Excerpted text:
┄┄┄┄┄┄┄┄┄┄
There are very few side effects from acupuncture when practiced by a fully qualified practitioner of traditional acupuncture. Any minor side effects that do occur, such as dizziness or bruising around needle points, are mild and self-correcting’.
Patients may experience some fatigue immediately following the treatment however, this is just temporary and ultimately patient’s energy levels gradually improve with treatment.
As a member of the BAcC I adhere to the hightest standards of care and professional conduct and I am bound by the Council’s code of ethics.
I keep up to date with current research and new techniques through a commitment to Continuing Professional Development.
What should I expect from needling?
The needles used are single-use and sterile. Acupuncture needles have no similarity to needles used for injections – approximately 20 acupuncture needles fit into the end of a doctor’s hypodermic needle!
I insert needles using a guide-tube. After it is tapped in it is very gently stimulated which results in a unique sensation called ‘deqi’ which is the body’s qi reaching the end of the needle. Patient’s report for instance a feeling of energy down the corresponding limb, a feeling of fullness or a slight ache. Some needles will be inserted, gently stimulated and taken straight out and some needles will be left in place for the patient to go into deep relaxation.
┄┄┄┄┄┄┄┄┄┄
(Collection entries)
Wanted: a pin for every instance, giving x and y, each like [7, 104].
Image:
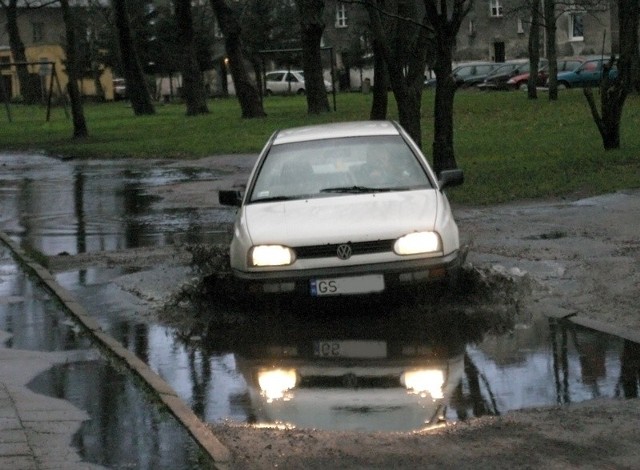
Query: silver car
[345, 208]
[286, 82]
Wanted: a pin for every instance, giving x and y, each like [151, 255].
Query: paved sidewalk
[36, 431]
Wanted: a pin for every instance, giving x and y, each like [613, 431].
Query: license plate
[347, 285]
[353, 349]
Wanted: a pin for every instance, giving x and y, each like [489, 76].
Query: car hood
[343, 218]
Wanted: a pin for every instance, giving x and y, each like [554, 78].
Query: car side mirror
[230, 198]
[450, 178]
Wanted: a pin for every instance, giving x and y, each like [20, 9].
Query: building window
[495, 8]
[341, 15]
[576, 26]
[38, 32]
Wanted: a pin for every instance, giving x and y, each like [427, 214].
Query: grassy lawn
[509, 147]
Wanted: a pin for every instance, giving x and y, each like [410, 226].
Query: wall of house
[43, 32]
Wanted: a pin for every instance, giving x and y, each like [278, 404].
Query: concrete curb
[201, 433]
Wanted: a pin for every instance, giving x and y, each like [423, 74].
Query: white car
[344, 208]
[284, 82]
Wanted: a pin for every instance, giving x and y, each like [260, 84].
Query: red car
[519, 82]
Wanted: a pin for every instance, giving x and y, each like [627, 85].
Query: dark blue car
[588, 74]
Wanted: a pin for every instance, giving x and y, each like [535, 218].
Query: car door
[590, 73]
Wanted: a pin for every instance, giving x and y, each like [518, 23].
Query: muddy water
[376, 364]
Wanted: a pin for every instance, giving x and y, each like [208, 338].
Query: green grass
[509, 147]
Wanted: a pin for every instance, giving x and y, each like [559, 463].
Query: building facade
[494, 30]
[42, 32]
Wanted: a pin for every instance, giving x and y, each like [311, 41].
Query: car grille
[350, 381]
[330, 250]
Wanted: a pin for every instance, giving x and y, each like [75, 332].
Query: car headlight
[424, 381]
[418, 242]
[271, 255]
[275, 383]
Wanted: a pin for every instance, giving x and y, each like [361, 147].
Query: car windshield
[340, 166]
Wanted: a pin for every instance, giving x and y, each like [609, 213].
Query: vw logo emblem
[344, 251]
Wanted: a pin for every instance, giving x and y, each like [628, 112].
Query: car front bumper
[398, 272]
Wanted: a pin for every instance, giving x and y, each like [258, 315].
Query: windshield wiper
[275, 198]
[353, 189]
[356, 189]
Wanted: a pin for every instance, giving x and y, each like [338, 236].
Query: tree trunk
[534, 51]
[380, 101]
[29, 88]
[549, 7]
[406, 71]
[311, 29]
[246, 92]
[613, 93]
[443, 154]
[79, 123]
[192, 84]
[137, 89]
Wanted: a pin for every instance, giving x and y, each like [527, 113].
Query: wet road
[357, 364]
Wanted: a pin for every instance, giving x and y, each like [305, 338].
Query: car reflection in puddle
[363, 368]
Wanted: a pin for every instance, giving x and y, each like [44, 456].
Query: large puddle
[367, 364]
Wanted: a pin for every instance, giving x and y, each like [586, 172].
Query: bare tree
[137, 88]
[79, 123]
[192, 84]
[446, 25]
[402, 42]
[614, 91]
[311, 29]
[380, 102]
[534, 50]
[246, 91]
┄┄┄┄┄┄┄┄┄┄
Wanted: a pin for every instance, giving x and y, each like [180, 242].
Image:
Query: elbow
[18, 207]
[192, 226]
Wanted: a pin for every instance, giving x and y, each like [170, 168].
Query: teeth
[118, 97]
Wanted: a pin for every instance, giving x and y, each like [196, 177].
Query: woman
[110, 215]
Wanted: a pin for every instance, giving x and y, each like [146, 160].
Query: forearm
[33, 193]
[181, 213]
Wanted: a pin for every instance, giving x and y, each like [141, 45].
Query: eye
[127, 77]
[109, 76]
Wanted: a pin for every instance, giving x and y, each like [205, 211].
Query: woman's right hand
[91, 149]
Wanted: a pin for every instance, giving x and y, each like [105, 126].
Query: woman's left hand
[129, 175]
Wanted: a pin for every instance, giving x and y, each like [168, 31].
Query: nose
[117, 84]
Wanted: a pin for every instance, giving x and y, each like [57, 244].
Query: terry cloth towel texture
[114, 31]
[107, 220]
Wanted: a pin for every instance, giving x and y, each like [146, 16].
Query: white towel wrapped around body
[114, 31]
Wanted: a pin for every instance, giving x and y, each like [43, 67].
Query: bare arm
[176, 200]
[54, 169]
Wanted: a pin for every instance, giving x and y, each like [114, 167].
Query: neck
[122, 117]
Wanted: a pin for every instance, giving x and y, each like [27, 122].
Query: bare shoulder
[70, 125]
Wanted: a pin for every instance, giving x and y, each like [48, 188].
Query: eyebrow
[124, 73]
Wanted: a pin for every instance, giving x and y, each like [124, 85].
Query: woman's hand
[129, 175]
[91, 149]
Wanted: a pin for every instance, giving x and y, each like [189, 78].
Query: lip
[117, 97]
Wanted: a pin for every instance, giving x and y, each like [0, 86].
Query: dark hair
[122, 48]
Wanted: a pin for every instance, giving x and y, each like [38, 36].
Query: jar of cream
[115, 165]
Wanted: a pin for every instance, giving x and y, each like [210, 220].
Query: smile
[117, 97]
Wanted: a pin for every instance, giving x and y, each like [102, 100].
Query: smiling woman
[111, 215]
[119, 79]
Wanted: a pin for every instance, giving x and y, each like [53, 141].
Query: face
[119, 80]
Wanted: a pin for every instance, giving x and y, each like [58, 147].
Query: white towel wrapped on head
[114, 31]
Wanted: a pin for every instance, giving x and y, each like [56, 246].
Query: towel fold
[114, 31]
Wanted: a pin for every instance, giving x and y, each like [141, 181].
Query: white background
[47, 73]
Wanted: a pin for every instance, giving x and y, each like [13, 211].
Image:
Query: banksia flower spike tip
┄┄┄┄┄┄┄┄┄┄
Tasks to complete:
**1.** In the acupuncture text, about how many acupuncture needles fit into the end of a doctor's hypodermic needle?
**2.** Continue the acupuncture text from its last sentence.

Exercise results:
**1.** Approximately 20.

**2.**
Most patients find these acupuncture sensations deeply satisfying and leave the treatment feeling relaxed both mentally and physically.
Acupuncture treatment creates deep relaxation in both body and mind.
Can I use acupuncture in tandem with Western Medicine?
The two disciplines have been shown to complement each other well with very little overlap. Indeed, acupuncture can aid in the reduction of side effects of some medicines. Those patients over whose signs and symptoms a western medical practitioner is most likely to despair are often signs and symptoms recognized within the confines of Chinese medical theory and are therefore considered treatable by an acupuncturist. Similarly, an acupuncturist will encourage their patient to seek western medical treatment when it is indicated. I like to communicate with my patients’ GP where possible in order to discuss progress.
Can I keep taking my medicine?
Yes you can keep taking your medicine whilst having acupuncture; there are no contraindications between western drugs and acupuncture.
How many treatments should it take?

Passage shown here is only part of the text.